## TEXT PROVIDED
* start *

Fig. 2 (A) and (B) the CV curves and the galvanostatic charge and discharge curves of the hierarchical Co₃O₄@NiO NSRAs; (C) areal and specific capacitances of the hierarchical Co₃O₄@NiO NSRAs at different current densities; (D) cycling stability and coulombic efficiency of the hierarchical Co₃O₄@NiO NSRAs at 50 mA cm⁻².

Long-term cycling stability is another essential factor for practical application. Over 1000 cycles of charge/discharge testing were employed to examine the service life of the Co₃O₄@NiO NSRA electrode at a current density of 50 mA cm⁻² (Fig. 2D). The specific capacity decreased slightly (∼4%) over the initial 100 cycles and subsequently remained essentially unchanged over the following 900 cycles. Moreover, the coulombic efficiency of the electrode gradually increased and maintained at ∼98% upon cycling testing. The high stability indicated that the charge/discharge processes did not induce structural change of the electrodes which would influence the surface redox reactions. A combination of the above features (high areal capacity, remarkable rate capability and excellent stability) was attributed to the hierarchical structure design with the integration of unique merits of Co₃O₄ nanostrips as scaffolds to render a fast electron transport and superior electrolyte diffusion and ultrathin NiO nanorods with a high electrochemically active surface area, thus leading to substantially improved capacitive and rate performance.

* end *

## CHALLENGE
Return the part of the electrode-testing passage above that begins at the words "Fig. 2 (A) and" and stops after "50 mA cm⁻².", copied word for word.

## DATA SEGMENT
* start *

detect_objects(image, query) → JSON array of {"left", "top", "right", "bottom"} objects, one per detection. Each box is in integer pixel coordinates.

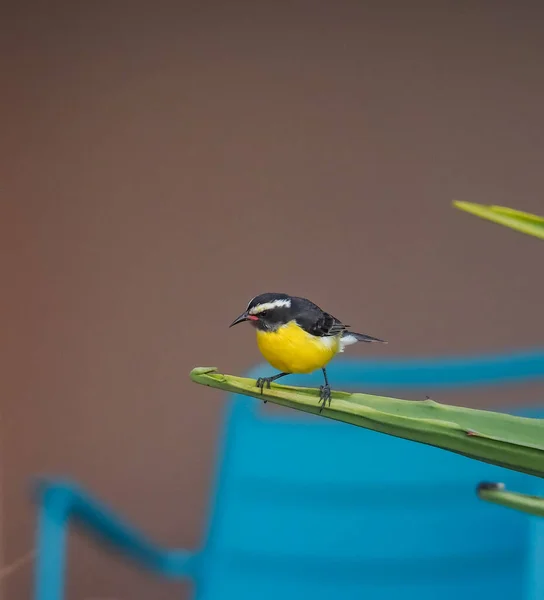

* end *

## THE OUTPUT
Fig. 2 (A) and (B) the CV curves and the galvanostatic charge and discharge curves of the hierarchical Co₃O₄@NiO NSRAs; (C) areal and specific capacitances of the hierarchical Co₃O₄@NiO NSRAs at different current densities; (D) cycling stability and coulombic efficiency of the hierarchical Co₃O₄@NiO NSRAs at 50 mA cm⁻².